## Your objective
Convert the entries starting at the line containing "Where can the bare" and ending at the line containing "pixel 70 63", both lines included, into a JSON list of strings with one string per line and blank lines omitted.

+++++

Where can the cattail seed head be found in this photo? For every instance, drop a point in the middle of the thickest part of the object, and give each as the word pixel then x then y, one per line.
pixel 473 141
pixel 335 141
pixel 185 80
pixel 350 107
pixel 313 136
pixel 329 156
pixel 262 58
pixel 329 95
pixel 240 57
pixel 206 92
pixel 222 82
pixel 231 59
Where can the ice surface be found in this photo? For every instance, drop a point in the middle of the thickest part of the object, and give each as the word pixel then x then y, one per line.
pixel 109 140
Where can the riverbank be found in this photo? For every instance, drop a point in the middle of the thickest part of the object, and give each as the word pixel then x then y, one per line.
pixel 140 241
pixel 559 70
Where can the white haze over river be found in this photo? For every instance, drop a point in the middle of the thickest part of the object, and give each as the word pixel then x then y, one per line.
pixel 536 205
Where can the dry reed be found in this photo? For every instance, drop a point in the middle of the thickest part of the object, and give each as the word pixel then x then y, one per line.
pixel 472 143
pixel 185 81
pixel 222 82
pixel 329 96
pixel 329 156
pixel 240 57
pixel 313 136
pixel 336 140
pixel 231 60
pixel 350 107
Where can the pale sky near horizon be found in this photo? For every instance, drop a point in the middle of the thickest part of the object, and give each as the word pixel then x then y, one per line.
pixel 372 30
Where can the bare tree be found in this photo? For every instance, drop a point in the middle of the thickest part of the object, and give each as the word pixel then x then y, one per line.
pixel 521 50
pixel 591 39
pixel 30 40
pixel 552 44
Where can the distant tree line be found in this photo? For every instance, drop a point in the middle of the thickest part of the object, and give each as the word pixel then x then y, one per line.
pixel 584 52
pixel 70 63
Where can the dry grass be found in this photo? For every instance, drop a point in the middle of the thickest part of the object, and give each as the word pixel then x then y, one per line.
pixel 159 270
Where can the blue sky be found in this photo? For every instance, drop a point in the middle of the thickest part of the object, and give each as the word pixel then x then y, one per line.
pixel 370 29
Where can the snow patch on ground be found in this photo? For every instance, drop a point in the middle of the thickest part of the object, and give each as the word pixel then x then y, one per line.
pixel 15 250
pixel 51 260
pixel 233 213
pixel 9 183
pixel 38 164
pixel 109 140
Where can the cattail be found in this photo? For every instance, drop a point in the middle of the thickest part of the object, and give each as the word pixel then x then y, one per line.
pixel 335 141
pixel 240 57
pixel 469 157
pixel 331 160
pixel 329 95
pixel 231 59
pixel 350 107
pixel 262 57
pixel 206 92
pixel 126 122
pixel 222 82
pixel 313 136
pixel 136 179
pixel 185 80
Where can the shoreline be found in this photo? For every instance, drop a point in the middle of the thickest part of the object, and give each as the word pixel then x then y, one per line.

+++++

## Complete output
[
  "Where can the bare tree be found in this photo? For every instance, drop a point in the middle of the thickest part of the object, and give each as the word pixel then x then y, one per line.",
  "pixel 521 50",
  "pixel 591 39",
  "pixel 30 40",
  "pixel 552 44",
  "Where can the distant tree line be found in this photo? For every instance, drop a point in the middle of the thickest part of the object, and give each as the word pixel then x then y, one per line.",
  "pixel 584 52",
  "pixel 70 63"
]